======== Entrées répertoriées

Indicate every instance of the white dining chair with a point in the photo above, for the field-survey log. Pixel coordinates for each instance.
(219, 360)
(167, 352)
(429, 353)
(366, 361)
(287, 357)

================

## Exercice court:
Recopiez à l'identique l'ensemble des entrées ci-dessus, ligne par ligne.

## Résultat obtenu:
Indicate every instance of the white dining chair with a point in the photo above, for the field-survey log. Pixel coordinates for each instance.
(219, 360)
(167, 352)
(429, 353)
(366, 361)
(287, 357)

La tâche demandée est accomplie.